• _Material provided_
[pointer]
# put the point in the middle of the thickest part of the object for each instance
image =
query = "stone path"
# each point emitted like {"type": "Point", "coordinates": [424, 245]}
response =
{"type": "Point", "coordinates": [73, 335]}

• _Exercise_
Rewrite the records, changing "thickest" to "widest" and leaving everything else as it is.

• _Response below_
[pointer]
# put the point in the middle of the widest part of the object for each instance
image =
query = "stone path"
# each point emitted like {"type": "Point", "coordinates": [424, 245]}
response =
{"type": "Point", "coordinates": [73, 335]}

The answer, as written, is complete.